### Activity
From the first line of the data below, repeat each line exactly until you reach the line with "compact shape [412,205]."; include that line too.

──────────

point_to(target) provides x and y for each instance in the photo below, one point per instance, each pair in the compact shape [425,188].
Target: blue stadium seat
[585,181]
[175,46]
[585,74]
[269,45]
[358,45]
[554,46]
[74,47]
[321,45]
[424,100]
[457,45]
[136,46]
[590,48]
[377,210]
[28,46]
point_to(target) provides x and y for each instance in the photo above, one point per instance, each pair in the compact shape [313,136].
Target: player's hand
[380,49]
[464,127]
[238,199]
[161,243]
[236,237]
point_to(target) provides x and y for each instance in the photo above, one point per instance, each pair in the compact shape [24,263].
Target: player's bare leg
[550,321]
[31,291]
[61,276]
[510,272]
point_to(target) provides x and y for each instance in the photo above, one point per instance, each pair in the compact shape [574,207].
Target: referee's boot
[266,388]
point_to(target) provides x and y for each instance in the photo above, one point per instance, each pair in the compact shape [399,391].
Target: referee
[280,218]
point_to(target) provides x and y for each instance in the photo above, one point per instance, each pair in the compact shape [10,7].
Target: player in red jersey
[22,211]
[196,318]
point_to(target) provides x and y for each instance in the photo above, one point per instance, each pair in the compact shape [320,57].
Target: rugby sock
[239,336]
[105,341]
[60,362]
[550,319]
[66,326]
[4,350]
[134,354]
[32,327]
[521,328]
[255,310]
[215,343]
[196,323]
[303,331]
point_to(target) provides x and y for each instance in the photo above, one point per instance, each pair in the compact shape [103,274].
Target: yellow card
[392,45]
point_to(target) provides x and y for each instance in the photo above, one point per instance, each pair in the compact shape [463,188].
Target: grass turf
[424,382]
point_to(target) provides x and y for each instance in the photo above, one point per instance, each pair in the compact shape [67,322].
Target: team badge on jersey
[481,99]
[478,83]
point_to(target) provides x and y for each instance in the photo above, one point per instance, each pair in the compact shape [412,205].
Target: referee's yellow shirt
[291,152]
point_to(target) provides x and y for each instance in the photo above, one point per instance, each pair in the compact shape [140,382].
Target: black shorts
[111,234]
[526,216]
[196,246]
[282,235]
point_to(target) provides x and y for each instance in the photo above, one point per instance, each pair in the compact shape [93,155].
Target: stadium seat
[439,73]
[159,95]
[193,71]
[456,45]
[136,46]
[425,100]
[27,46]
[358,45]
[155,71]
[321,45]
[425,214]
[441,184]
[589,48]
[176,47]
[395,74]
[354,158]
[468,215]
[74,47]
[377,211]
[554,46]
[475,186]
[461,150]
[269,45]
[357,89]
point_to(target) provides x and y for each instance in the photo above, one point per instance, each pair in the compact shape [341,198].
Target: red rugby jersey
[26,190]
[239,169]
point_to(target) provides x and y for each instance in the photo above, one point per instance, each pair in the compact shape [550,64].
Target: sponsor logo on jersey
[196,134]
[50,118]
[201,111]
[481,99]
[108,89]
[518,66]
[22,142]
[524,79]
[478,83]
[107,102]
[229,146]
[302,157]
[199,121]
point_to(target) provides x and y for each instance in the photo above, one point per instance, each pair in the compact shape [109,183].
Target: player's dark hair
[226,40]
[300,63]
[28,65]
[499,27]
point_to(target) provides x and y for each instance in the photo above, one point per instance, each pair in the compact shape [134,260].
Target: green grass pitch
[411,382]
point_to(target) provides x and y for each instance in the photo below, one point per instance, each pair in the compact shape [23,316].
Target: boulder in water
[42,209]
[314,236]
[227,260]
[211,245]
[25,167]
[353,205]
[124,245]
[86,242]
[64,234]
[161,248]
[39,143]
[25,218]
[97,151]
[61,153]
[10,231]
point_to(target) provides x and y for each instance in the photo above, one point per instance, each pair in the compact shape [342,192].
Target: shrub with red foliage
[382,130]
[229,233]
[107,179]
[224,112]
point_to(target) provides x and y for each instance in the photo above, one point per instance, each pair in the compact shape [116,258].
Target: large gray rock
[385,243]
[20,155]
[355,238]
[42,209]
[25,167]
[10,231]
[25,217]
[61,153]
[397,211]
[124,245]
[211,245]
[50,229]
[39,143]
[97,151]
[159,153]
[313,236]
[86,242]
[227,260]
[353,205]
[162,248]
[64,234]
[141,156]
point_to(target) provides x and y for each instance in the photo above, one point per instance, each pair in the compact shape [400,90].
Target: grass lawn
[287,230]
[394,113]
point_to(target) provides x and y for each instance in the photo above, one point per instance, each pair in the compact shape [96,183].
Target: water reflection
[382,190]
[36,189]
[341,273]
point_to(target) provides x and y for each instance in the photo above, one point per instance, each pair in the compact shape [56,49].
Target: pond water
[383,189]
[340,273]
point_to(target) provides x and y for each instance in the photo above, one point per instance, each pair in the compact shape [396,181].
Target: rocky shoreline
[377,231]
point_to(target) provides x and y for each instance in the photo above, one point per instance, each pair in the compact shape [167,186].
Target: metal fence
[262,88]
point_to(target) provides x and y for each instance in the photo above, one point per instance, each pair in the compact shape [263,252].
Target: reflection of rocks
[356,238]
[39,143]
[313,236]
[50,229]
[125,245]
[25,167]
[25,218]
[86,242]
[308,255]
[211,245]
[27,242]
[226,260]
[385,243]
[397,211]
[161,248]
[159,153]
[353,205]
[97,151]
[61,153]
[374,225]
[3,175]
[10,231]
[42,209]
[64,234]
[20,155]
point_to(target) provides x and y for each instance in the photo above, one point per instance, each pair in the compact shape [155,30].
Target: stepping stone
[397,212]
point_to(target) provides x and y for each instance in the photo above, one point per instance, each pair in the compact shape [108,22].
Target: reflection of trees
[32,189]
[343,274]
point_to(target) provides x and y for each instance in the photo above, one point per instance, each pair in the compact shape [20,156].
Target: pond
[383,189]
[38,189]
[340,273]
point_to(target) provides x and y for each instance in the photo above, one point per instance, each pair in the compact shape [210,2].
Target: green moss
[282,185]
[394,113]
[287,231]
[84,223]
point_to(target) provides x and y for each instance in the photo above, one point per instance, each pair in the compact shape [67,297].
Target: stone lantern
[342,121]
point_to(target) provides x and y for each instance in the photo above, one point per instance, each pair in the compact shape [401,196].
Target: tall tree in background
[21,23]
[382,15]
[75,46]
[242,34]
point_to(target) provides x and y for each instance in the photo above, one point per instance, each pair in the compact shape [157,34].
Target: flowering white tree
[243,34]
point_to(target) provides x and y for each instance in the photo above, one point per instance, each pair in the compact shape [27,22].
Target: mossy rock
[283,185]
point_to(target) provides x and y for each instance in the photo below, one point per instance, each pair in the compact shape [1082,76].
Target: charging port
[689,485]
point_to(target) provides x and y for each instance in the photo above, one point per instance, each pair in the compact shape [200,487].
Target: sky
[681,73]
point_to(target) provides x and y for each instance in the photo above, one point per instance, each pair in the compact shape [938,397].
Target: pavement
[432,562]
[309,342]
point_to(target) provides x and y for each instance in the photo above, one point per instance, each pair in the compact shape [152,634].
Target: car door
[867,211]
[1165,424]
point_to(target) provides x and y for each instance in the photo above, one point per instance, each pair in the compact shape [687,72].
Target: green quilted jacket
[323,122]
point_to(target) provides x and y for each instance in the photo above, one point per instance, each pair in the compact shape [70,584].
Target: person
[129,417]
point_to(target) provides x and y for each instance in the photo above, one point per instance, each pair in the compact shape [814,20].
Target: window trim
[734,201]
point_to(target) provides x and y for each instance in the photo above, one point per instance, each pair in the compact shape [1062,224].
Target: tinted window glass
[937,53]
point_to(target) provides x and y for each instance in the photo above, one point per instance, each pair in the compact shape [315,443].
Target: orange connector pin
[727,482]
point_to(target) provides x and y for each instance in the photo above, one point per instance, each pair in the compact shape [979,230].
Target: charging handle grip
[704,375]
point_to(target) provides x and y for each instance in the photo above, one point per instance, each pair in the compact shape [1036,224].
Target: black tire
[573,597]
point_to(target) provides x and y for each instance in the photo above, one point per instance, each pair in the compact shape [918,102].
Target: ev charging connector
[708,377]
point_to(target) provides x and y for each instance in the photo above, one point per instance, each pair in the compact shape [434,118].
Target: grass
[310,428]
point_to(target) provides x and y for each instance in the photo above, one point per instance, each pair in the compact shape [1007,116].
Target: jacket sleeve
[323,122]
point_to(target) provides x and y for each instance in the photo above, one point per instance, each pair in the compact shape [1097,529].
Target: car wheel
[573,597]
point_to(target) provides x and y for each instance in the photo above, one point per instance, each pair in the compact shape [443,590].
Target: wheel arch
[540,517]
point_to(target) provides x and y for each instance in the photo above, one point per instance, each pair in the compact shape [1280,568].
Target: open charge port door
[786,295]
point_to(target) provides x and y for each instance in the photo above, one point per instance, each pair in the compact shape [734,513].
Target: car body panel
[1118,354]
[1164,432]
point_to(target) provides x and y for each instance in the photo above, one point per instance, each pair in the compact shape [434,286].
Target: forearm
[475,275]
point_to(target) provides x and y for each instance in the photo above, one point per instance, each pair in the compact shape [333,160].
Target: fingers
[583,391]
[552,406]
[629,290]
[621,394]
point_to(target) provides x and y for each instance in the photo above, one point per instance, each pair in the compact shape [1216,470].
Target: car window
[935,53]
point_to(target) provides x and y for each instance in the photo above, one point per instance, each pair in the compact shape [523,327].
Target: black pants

──────────

### Response area
point_to(target) provides x and y for each instance in the photo below, one point per instance, each pair in the compact shape [425,188].
Target: blue stadium seat
[585,181]
[175,46]
[585,74]
[269,45]
[358,45]
[554,46]
[74,47]
[321,45]
[424,100]
[457,45]
[136,46]
[590,48]
[377,210]
[28,46]
point_to(target) provides x and y for each instance in the photo above, one point per instance, each pair in the compact shape [313,136].
Target: player's hand
[380,49]
[464,127]
[238,199]
[161,243]
[236,237]
point_to(target) provides x and y for each instance in the photo above, one point per instance, each pair in the compact shape [24,263].
Target: player's bare leg
[550,321]
[31,291]
[61,276]
[510,272]
point_to(target) provides x and y for each instance in the photo above, one point per instance, each pair in the compact shape [574,207].
Target: referee's boot
[266,388]
point_to(target) provides x and y for each instance in the photo above, one point per instance, each pair in the compact shape [399,391].
Target: referee
[280,218]
point_to(target) provides x and y for each instance in the photo above, one point per instance, each pair in the compact shape [10,7].
Target: player in red jersey
[22,211]
[196,318]
point_to(target) provides x and y for each instance in the photo above, one point per instance, each pair in the compact shape [320,57].
Target: rugby sock
[239,336]
[105,341]
[60,362]
[550,319]
[66,326]
[4,350]
[134,354]
[32,327]
[521,328]
[255,310]
[215,343]
[196,323]
[303,331]
point_to(target) provides x and y for each instance in the photo above, one point per instance, each pair in the compact shape [103,274].
Target: yellow card
[392,45]
point_to(target) provides x and y for each instance in the photo above, one point per instance, each pair in the compact shape [463,188].
Target: grass turf
[424,382]
point_to(target) provides x and y for each instance in the photo above, one point per instance, each pair in the compact shape [67,322].
Target: team badge on jersey
[481,99]
[478,83]
point_to(target) provides x and y for each instance in the photo above, one point per instance, each pair in the compact shape [412,205].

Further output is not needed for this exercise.